# TASK STATEMENT:
From the passage on the Old Testament canon, extract word for word the part that begins with "Facing the prospect" and ends with "and other subjects.".

# PASSAGE PROVIDED:
● ● ● ● ● ● ●

The Old Testament Canon
"\[Jesus\] said to them, 'These are my words that I spoke to you while I was still with you, that everything written about me in the Law of Moses and the Prophets and the Psalms must be fulfilled.' "
Facing the prospect of losing Europe to Protestantism, Roman Catholics convened a council to respond to the Protestant Reformers and their ideas. This gathering, the Council of Trent, met on and off from 1545 to 1563. Trent is one of the most important councils Rome has ever held, as it codified Roman Catholic dogma regarding justification, the sacraments, and other subjects.
One of the key questions Trent was tasked to answer for the church of Rome was the extent of the canon of Scripture—the list of books that the church acknowledges as divinely inspired and thus considers to be sources of theology. Against the Protestants, Trent declared that in addition to the thirty-nine books of the Old Testament that the Reformers received as Scripture, the Apocryphal or Deuterocanonical books are also canonical for the Roman Catholic Church. But in stating that Apocryphal/Deuterocanonical books such as 1–2 Maccabees, Tobit, Judith, and others are Scripture, the Council of Trent also went against church tradition. The top Bible scholars in church history, including Jerome, did not believe the Apocryphal books were Scripture, and even many Roman Catholics who attended the Council of Trent did not want Rome to declare those books canonical.

● ● ● ● ● ● ●

Records from a data source
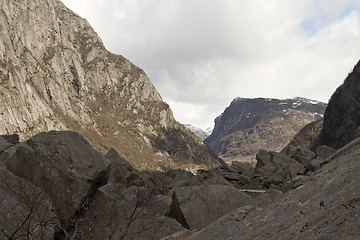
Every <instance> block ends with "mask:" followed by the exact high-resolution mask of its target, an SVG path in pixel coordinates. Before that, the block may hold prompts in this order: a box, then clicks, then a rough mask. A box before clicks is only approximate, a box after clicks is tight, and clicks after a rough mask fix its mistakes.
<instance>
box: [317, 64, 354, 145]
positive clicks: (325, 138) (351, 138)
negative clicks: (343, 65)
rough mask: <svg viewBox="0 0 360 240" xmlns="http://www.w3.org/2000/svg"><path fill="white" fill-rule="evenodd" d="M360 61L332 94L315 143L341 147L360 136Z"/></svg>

● ● ● ● ● ● ●

# RESPONSE AREA:
Facing the prospect of losing Europe to Protestantism, Roman Catholics convened a council to respond to the Protestant Reformers and their ideas. This gathering, the Council of Trent, met on and off from 1545 to 1563. Trent is one of the most important councils Rome has ever held, as it codified Roman Catholic dogma regarding justification, the sacraments, and other subjects.